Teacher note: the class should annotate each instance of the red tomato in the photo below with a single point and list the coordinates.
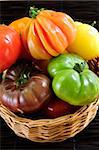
(10, 47)
(57, 108)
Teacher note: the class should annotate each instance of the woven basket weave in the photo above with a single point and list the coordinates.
(50, 130)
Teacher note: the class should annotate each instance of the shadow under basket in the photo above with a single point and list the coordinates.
(50, 130)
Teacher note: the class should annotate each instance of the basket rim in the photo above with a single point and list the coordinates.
(49, 121)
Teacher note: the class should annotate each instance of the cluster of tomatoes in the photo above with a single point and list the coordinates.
(45, 35)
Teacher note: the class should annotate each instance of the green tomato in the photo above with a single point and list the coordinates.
(73, 82)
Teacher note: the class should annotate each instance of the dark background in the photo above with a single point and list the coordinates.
(86, 11)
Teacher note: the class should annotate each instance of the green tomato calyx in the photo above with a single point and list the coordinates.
(79, 67)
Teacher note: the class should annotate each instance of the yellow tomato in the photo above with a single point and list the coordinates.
(86, 43)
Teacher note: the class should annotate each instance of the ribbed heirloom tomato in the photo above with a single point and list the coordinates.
(47, 33)
(10, 47)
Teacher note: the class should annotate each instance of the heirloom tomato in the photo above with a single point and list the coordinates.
(86, 43)
(47, 33)
(73, 82)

◆ What you will do:
Reproduce each of the records above word for word, from the first line to the last. Omit the pictures from your copy.

◆ Task output:
Teacher note: the class should annotate each instance of the red tomato in the photo below with a single point and list the coordinates.
(10, 47)
(57, 108)
Teacher note: the class should annotate each instance of the woven basket weave in the photo above with a single point and list the coordinates.
(50, 130)
Teacher note: the class should annotate each instance of the shadow under basket in the photo above with a single point and list the coordinates.
(50, 130)
Teacher note: the class should annotate each instance of the basket rim in the photo above with a single point and list the coordinates.
(49, 121)
Teacher note: the class should annotate each instance of the cluster of tomatoes in the photo above with a single point and list the coordinates.
(45, 35)
Teacher note: the class should annotate each instance of the green tomato in the photo above with a single point and list the coordinates.
(73, 82)
Teacher note: the class should annotate each instance of the dark background in the photo above with a single point and list the coordinates.
(86, 11)
Teacher note: the class should annotate each instance of the green tomato calyx in the photo above with a single point and list the coordinates.
(79, 67)
Teacher note: the class should annotate each instance of the yellow tomato in the photo above with a single point and list the coordinates.
(86, 43)
Teacher note: the class should annotate each instance of the ribbed heirloom tomato in the photo above with a single point and list the coordinates.
(47, 33)
(10, 47)
Teacher note: the class should annotate each instance of the heirloom tomato in the photo above with a single point and list the coordinates.
(86, 43)
(47, 33)
(73, 82)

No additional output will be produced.